▶ [Dataset entries]

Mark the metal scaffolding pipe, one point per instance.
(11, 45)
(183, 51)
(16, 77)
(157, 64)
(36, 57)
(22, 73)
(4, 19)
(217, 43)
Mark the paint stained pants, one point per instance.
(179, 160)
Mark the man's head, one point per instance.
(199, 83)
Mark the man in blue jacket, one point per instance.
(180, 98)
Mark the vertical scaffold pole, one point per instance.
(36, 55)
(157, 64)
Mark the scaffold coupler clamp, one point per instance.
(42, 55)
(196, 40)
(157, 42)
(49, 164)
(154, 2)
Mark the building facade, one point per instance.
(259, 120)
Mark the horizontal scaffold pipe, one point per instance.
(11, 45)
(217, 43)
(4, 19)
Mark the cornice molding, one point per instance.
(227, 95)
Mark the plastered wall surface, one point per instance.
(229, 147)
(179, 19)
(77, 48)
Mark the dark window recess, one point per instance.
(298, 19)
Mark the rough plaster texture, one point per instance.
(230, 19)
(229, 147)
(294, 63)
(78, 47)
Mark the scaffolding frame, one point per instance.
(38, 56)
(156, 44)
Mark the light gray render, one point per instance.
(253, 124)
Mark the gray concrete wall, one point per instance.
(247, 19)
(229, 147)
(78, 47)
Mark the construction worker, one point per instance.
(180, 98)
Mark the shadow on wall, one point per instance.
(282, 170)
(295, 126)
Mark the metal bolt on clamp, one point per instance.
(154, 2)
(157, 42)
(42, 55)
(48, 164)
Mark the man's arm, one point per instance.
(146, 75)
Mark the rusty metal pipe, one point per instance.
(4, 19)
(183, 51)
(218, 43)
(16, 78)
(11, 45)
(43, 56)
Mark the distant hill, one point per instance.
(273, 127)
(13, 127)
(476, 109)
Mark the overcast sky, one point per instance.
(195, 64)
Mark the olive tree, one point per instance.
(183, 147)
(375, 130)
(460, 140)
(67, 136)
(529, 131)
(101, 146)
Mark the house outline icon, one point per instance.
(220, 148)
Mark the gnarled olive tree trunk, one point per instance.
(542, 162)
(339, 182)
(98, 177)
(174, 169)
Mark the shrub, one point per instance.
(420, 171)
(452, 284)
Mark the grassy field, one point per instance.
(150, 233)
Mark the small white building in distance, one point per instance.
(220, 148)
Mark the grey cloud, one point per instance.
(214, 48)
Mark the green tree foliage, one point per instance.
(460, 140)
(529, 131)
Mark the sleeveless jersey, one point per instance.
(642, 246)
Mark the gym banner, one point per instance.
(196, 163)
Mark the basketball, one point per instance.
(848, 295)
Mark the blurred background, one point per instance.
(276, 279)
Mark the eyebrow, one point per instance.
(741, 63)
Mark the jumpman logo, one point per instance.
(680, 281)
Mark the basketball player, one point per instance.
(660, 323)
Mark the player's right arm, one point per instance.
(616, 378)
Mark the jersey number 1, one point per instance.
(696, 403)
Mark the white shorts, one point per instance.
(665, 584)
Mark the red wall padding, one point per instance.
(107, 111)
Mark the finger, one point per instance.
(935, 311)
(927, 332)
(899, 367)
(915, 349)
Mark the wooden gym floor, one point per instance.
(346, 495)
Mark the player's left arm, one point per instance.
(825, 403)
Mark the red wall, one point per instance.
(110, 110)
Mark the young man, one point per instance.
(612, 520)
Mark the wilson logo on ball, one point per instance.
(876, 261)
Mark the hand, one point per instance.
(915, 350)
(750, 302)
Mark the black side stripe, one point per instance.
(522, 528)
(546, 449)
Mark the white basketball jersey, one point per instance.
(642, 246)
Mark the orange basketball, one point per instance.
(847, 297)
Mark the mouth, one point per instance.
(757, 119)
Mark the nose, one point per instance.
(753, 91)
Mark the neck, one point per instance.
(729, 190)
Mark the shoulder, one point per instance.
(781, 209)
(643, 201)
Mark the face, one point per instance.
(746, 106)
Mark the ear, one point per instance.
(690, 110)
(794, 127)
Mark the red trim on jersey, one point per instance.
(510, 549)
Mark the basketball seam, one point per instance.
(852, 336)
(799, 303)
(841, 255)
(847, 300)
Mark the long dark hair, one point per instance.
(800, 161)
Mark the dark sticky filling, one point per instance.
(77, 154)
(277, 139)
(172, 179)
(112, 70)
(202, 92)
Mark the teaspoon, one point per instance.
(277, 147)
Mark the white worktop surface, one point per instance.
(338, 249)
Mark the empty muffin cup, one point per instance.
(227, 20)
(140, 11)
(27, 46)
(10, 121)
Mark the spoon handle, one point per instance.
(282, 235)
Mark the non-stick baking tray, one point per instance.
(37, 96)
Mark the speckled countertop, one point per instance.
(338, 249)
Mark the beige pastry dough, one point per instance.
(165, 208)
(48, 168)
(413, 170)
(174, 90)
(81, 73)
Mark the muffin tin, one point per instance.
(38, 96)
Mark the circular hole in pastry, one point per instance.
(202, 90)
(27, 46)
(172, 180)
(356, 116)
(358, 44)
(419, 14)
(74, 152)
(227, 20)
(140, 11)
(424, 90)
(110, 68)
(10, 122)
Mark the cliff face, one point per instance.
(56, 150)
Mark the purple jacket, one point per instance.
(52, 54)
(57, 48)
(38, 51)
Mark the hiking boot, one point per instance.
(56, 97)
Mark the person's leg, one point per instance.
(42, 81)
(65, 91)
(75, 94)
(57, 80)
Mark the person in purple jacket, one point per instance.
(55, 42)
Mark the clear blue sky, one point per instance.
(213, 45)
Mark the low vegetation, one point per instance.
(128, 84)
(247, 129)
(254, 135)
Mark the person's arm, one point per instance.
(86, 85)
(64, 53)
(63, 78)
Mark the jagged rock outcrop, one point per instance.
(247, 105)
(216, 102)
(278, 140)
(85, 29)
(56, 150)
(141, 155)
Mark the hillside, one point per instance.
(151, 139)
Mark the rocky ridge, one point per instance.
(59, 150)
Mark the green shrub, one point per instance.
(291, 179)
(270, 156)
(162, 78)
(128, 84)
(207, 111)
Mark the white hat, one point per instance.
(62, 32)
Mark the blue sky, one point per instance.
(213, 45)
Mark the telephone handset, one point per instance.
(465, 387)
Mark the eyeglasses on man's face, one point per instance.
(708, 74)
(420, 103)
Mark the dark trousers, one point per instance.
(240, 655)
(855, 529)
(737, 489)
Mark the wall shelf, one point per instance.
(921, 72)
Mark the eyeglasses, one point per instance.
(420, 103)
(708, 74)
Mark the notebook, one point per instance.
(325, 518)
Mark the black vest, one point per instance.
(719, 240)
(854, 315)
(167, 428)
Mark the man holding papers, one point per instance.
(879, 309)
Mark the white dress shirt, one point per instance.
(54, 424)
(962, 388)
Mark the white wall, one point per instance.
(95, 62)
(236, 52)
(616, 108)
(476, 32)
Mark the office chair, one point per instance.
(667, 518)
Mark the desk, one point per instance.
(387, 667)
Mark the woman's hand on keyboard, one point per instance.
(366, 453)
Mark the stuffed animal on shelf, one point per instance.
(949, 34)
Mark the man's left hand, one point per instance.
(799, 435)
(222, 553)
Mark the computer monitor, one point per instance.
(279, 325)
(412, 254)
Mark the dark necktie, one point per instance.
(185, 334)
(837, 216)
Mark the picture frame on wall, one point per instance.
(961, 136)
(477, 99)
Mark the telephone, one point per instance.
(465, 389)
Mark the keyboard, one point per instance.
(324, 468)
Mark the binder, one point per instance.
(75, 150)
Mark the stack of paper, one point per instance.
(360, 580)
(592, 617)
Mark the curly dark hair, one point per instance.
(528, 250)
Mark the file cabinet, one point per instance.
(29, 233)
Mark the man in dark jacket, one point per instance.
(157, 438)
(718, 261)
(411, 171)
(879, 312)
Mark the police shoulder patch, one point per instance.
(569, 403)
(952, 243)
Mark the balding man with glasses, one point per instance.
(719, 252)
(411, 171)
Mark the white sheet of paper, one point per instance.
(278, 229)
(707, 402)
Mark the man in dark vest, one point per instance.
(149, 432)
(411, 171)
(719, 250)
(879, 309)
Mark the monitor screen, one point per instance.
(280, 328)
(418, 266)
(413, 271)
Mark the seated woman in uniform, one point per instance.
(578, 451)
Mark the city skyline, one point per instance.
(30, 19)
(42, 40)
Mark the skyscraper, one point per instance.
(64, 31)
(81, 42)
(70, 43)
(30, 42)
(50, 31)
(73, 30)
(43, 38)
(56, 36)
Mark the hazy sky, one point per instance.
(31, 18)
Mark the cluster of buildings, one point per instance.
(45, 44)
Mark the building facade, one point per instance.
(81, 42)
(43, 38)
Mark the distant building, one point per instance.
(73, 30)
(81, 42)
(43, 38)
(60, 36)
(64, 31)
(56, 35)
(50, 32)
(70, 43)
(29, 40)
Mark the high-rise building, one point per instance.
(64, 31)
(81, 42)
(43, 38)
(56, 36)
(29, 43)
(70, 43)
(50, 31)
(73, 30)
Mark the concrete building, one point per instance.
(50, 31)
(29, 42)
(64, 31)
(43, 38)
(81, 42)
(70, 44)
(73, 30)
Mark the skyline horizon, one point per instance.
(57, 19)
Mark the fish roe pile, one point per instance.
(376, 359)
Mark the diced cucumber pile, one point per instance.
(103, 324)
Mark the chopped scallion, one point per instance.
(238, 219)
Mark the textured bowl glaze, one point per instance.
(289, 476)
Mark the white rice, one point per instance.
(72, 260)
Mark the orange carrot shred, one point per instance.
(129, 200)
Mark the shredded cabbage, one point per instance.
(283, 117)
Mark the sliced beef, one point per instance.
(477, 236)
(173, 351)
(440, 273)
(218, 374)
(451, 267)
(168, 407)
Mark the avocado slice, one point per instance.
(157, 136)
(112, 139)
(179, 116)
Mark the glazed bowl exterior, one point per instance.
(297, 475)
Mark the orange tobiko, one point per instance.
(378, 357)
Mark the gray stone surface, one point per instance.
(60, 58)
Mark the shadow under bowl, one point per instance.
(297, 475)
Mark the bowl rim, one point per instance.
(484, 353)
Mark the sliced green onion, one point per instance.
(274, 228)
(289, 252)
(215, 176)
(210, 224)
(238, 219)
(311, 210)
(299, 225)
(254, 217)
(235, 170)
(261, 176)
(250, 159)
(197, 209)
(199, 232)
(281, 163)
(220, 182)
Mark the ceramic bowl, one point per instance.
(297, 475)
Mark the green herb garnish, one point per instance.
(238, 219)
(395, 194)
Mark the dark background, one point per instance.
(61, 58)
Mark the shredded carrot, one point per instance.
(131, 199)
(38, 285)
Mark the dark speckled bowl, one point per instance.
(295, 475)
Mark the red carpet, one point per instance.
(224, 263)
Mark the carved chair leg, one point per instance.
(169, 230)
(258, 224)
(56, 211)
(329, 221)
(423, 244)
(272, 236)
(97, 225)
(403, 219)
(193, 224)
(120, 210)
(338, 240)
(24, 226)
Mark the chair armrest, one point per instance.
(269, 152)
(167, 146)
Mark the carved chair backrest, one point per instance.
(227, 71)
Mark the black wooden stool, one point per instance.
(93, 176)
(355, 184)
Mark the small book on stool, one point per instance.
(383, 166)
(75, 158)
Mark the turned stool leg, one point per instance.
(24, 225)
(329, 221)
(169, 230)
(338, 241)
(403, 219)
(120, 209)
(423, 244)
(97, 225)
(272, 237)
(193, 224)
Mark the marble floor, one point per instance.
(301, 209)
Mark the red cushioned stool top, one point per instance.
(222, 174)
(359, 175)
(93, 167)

▶ [Task prompt]
From the line that contains "Mark the gray stone" down to the last line of the listing above, repeat each line exactly, and include nothing else.

▶ [The response]
Mark the gray stone surface, one point per instance.
(60, 58)
Mark the shadow under bowl, one point per instance.
(297, 475)
Mark the bowl rim, one point per instance.
(484, 353)
Mark the sliced green onion, one point per instance.
(274, 228)
(289, 252)
(215, 176)
(210, 224)
(238, 219)
(311, 210)
(299, 225)
(254, 217)
(235, 170)
(261, 176)
(250, 159)
(197, 209)
(199, 232)
(281, 163)
(220, 182)
Mark the ceramic bowl, one point per instance.
(297, 475)
Mark the green herb garnish, one point per instance.
(238, 219)
(395, 194)
Mark the dark background, one point per instance.
(61, 58)
Mark the shredded carrot, one point per instance.
(131, 199)
(38, 285)
Mark the dark speckled bowl, one point per instance.
(295, 475)
Mark the red carpet, one point per instance.
(224, 263)
Mark the carved chair leg, one point per instance.
(169, 230)
(258, 224)
(56, 211)
(329, 221)
(423, 244)
(272, 236)
(97, 225)
(403, 219)
(193, 224)
(120, 210)
(338, 240)
(24, 226)
Mark the chair armrest, one point per instance.
(269, 152)
(167, 146)
Mark the carved chair backrest, one point per instance.
(227, 71)
Mark the black wooden stool, one point per instance.
(93, 176)
(355, 184)
Mark the small book on stool, one point per instance.
(383, 166)
(75, 158)
Mark the turned stool leg, one point per instance.
(24, 225)
(329, 221)
(169, 230)
(338, 241)
(403, 219)
(120, 209)
(423, 244)
(97, 225)
(272, 237)
(193, 224)
Mark the marble floor, one point per instance.
(301, 209)
Mark the red cushioned stool top, one point per instance.
(222, 174)
(359, 175)
(93, 167)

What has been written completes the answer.